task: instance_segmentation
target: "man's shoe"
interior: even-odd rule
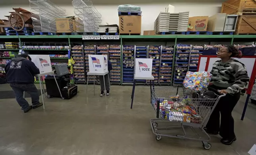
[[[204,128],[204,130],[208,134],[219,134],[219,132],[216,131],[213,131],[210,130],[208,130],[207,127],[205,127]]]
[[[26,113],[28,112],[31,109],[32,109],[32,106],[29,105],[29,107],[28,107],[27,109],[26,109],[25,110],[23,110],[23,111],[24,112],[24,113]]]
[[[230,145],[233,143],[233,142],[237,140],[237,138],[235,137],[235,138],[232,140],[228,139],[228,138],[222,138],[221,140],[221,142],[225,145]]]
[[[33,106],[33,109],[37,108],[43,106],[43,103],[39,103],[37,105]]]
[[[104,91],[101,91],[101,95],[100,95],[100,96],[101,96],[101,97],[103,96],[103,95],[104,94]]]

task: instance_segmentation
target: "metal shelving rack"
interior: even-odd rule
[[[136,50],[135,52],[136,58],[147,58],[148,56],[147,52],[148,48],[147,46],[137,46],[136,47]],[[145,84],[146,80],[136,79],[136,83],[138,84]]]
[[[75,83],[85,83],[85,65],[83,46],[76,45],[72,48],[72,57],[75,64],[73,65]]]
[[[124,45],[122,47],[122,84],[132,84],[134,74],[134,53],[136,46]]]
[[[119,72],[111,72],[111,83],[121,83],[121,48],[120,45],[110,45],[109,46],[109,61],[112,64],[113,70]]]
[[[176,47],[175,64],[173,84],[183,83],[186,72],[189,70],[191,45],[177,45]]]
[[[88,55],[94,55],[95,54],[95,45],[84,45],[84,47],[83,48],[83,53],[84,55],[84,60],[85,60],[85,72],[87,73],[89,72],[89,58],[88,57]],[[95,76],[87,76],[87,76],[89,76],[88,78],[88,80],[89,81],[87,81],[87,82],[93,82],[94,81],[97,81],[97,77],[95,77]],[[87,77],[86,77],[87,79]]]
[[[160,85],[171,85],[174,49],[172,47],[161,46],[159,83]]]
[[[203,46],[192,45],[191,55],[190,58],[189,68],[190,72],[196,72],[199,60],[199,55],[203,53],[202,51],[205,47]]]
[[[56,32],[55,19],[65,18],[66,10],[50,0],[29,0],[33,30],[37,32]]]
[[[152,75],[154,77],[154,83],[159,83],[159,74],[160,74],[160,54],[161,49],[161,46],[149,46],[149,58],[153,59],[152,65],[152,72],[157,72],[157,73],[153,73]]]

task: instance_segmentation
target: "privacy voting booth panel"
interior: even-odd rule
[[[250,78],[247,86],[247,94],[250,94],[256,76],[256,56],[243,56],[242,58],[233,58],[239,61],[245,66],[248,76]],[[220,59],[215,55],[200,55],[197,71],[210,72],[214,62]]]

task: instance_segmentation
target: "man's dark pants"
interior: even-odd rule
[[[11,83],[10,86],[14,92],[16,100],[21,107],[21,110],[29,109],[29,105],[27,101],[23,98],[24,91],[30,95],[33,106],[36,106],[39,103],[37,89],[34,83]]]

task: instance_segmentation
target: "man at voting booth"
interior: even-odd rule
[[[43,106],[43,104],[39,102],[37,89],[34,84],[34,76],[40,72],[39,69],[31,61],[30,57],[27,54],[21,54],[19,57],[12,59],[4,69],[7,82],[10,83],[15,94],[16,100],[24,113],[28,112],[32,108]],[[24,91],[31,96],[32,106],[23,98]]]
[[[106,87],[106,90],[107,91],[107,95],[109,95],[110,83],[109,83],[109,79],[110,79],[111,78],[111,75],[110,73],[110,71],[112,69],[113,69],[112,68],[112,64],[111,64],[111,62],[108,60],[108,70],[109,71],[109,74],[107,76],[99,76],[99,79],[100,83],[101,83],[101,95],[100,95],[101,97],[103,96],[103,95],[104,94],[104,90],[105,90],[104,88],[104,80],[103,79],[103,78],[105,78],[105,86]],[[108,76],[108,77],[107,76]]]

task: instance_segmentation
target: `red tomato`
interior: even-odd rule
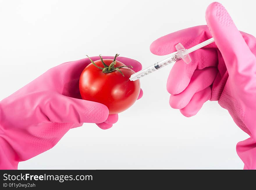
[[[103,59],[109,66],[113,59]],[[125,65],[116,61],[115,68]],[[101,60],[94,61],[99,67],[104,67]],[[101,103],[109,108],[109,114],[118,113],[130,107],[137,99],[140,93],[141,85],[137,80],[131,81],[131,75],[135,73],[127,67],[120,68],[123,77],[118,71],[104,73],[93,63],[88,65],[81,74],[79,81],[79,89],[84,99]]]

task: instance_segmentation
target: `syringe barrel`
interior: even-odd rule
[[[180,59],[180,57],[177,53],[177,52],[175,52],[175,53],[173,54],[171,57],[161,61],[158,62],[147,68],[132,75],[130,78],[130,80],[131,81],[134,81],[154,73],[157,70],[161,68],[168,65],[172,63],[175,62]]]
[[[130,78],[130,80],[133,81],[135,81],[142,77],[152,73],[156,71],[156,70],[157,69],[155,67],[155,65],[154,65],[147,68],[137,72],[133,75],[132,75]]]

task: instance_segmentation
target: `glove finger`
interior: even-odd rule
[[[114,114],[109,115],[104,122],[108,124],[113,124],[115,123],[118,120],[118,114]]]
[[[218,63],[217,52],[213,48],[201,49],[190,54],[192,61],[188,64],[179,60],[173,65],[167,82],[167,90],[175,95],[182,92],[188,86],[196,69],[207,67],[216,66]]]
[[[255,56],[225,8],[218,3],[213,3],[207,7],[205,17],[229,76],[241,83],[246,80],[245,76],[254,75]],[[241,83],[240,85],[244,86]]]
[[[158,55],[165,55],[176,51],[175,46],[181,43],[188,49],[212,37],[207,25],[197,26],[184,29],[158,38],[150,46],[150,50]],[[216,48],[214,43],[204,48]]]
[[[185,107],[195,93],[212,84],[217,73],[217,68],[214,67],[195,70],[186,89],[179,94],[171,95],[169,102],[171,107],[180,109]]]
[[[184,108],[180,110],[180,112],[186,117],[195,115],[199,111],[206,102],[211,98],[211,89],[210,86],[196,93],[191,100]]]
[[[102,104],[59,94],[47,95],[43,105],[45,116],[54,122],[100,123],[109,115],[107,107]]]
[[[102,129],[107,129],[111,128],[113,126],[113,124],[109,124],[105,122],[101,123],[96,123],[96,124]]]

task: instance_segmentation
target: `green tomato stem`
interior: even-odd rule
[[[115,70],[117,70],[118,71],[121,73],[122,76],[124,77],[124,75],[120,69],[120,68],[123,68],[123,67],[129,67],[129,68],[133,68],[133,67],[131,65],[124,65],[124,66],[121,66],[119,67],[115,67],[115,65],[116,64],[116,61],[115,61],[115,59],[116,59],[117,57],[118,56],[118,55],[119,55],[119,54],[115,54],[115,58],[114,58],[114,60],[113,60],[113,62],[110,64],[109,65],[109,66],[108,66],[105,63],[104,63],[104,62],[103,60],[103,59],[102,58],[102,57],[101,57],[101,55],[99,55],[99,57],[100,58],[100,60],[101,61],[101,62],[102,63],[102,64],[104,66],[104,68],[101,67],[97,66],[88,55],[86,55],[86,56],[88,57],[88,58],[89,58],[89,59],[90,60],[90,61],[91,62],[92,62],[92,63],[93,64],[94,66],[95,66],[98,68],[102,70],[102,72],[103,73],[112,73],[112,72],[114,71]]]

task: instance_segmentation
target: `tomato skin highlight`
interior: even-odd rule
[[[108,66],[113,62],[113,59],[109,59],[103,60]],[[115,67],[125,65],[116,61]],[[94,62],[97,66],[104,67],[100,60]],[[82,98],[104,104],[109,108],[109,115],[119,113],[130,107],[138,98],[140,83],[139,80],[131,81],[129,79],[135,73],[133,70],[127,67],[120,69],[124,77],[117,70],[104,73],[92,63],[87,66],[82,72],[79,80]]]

□ □ □ □ □ □ □

INSTRUCTIONS FOR THE TASK -
Return all of the entries word for word, but omit the pictures.

RESULT -
task: instance_segmentation
target: "man's shoe"
interior: even-odd rule
[[[204,128],[204,130],[208,134],[219,134],[219,132],[216,131],[213,131],[210,130],[208,130],[207,127],[205,127]]]
[[[26,113],[28,112],[31,109],[32,109],[32,106],[29,105],[29,107],[28,107],[27,109],[26,109],[25,110],[23,110],[23,111],[24,112],[24,113]]]
[[[230,145],[233,143],[233,142],[237,140],[237,138],[235,137],[235,138],[232,140],[228,139],[228,138],[222,138],[221,140],[221,142],[225,145]]]
[[[33,106],[33,109],[37,108],[43,106],[43,103],[39,103],[37,105]]]
[[[104,91],[101,91],[101,95],[100,95],[100,96],[101,96],[101,97],[103,96],[103,95],[104,94]]]

task: instance_segmentation
target: "metal shelving rack"
interior: even-odd rule
[[[136,50],[135,52],[136,58],[147,58],[148,56],[147,52],[148,48],[147,46],[137,46],[136,47]],[[145,84],[146,80],[136,79],[136,83],[138,84]]]
[[[75,83],[85,83],[85,65],[83,46],[76,45],[72,48],[72,57],[75,64],[73,65]]]
[[[124,45],[122,47],[122,84],[132,84],[134,74],[134,53],[136,46]]]
[[[119,72],[111,72],[111,83],[121,83],[121,48],[120,45],[110,45],[109,46],[109,61],[112,64],[113,70]]]
[[[176,47],[175,64],[173,84],[183,83],[186,72],[189,70],[191,45],[177,45]]]
[[[88,55],[94,55],[95,54],[95,45],[84,45],[84,47],[83,48],[83,53],[84,55],[84,60],[85,60],[85,72],[87,73],[89,72],[89,58],[88,57]],[[95,76],[87,76],[87,76],[89,76],[88,78],[88,80],[89,81],[87,81],[87,82],[93,82],[94,81],[97,81],[97,77],[95,77]],[[87,77],[86,77],[87,79]]]
[[[160,85],[171,85],[174,49],[172,47],[161,46],[159,83]]]
[[[203,46],[192,45],[191,55],[190,58],[189,68],[190,72],[196,72],[199,60],[199,55],[203,53],[202,51],[205,47]]]
[[[56,32],[55,19],[65,18],[66,10],[50,0],[29,0],[33,30],[37,32]]]
[[[152,75],[154,77],[154,83],[159,83],[159,74],[160,74],[160,54],[161,49],[161,46],[149,46],[149,58],[153,59],[152,65],[152,72],[157,72],[157,73],[153,73]]]

task: instance_segmentation
target: "privacy voting booth panel"
interior: even-odd rule
[[[250,78],[247,86],[247,94],[250,94],[256,76],[256,56],[243,56],[242,58],[233,58],[239,61],[245,66],[248,76]],[[220,59],[215,55],[200,55],[197,71],[210,72],[214,62]]]

task: instance_segmentation
target: "man's dark pants"
interior: even-odd rule
[[[11,83],[10,86],[14,92],[16,100],[21,107],[21,110],[29,109],[29,105],[27,101],[23,98],[24,91],[30,95],[33,106],[36,106],[39,103],[37,89],[34,83]]]

task: instance_segmentation
target: "man at voting booth"
interior: even-odd rule
[[[43,106],[43,104],[39,102],[37,89],[34,84],[34,76],[40,72],[39,69],[31,61],[30,57],[27,54],[21,54],[19,57],[12,59],[4,69],[7,82],[10,83],[15,94],[16,100],[24,113],[28,112],[32,108]],[[24,91],[31,96],[32,106],[23,98]]]
[[[106,87],[106,90],[107,91],[107,95],[109,95],[110,83],[109,83],[109,79],[110,79],[111,78],[111,75],[110,73],[110,71],[112,69],[113,69],[112,68],[112,64],[111,64],[111,62],[108,60],[108,70],[109,71],[109,74],[107,76],[99,76],[99,79],[100,83],[101,83],[101,95],[100,95],[101,97],[103,96],[103,95],[104,94],[104,90],[105,90],[104,88],[104,80],[103,79],[103,78],[105,78],[105,86]],[[108,76],[108,77],[107,76]]]

task: instance_segmentation
target: `red tomato`
interior: even-odd rule
[[[103,59],[109,66],[113,59]],[[125,65],[116,61],[115,68]],[[101,60],[94,61],[99,67],[104,67]],[[101,103],[109,108],[109,114],[118,113],[130,107],[137,99],[140,93],[141,85],[137,80],[131,81],[131,75],[135,73],[127,67],[120,68],[123,77],[118,71],[104,73],[93,63],[88,65],[81,74],[79,81],[79,89],[84,99]]]

task: instance_segmentation
target: `syringe barrel`
interior: even-odd rule
[[[180,59],[180,57],[177,53],[177,52],[175,52],[175,53],[173,54],[171,57],[161,61],[158,62],[147,68],[132,75],[130,78],[130,80],[131,81],[134,81],[154,73],[157,70],[161,68],[168,65],[172,63],[175,62]]]
[[[130,78],[130,80],[133,81],[135,81],[142,77],[152,73],[156,71],[156,70],[157,69],[155,67],[155,65],[154,65],[147,68],[137,72],[133,75],[132,75]]]

task: instance_segmentation
target: `glove finger`
interior: even-odd rule
[[[114,114],[109,115],[104,122],[108,124],[113,124],[115,123],[118,120],[118,114]]]
[[[218,63],[217,52],[213,48],[201,49],[190,54],[192,61],[188,64],[179,60],[173,65],[167,82],[167,90],[175,95],[182,92],[188,86],[196,69],[207,67],[216,66]]]
[[[255,56],[225,8],[218,3],[213,3],[207,7],[205,17],[229,76],[241,83],[246,80],[245,76],[254,75]],[[241,83],[240,85],[244,86]]]
[[[158,55],[165,55],[176,51],[175,46],[181,43],[188,49],[212,37],[207,25],[197,26],[184,29],[158,38],[150,46],[150,50]],[[216,48],[214,43],[204,48]]]
[[[185,107],[195,93],[212,84],[217,73],[217,68],[214,67],[195,70],[186,89],[179,94],[171,95],[169,102],[171,107],[180,109]]]
[[[184,108],[180,110],[180,112],[186,117],[195,115],[199,111],[206,102],[211,98],[211,89],[210,86],[196,93],[191,100]]]
[[[102,104],[59,94],[47,95],[43,105],[45,116],[54,122],[100,123],[109,115],[107,107]]]
[[[102,129],[107,129],[111,128],[113,126],[113,124],[109,124],[105,122],[101,123],[96,123],[96,124]]]

task: instance_segmentation
target: `green tomato stem`
interior: even-odd rule
[[[115,70],[117,70],[118,71],[121,73],[122,76],[124,77],[124,75],[120,69],[120,68],[123,68],[123,67],[129,67],[129,68],[133,68],[133,67],[131,65],[124,65],[124,66],[121,66],[119,67],[115,67],[115,65],[116,64],[116,61],[115,61],[115,59],[116,59],[117,57],[118,56],[118,55],[119,55],[119,54],[115,54],[115,58],[114,58],[114,60],[113,60],[113,62],[110,64],[109,65],[109,66],[108,66],[105,63],[104,63],[104,62],[103,60],[103,59],[102,58],[102,57],[101,57],[101,55],[99,55],[99,57],[100,58],[100,60],[101,61],[101,62],[102,63],[102,64],[104,66],[104,68],[101,67],[97,66],[88,55],[86,55],[86,56],[88,57],[88,58],[89,58],[89,59],[90,60],[90,61],[91,62],[92,62],[92,63],[93,64],[94,66],[95,66],[98,68],[102,70],[102,72],[103,73],[112,73],[112,72],[114,71]]]

task: instance_segmentation
target: `tomato skin highlight`
interior: even-odd rule
[[[108,66],[113,62],[113,59],[109,59],[103,60]],[[115,67],[125,65],[116,61]],[[94,62],[97,66],[104,67],[100,60]],[[82,98],[104,104],[109,108],[109,115],[119,113],[130,107],[138,98],[140,83],[139,80],[131,81],[129,79],[135,73],[133,70],[127,67],[120,69],[124,77],[117,70],[104,73],[92,63],[87,66],[82,72],[79,80]]]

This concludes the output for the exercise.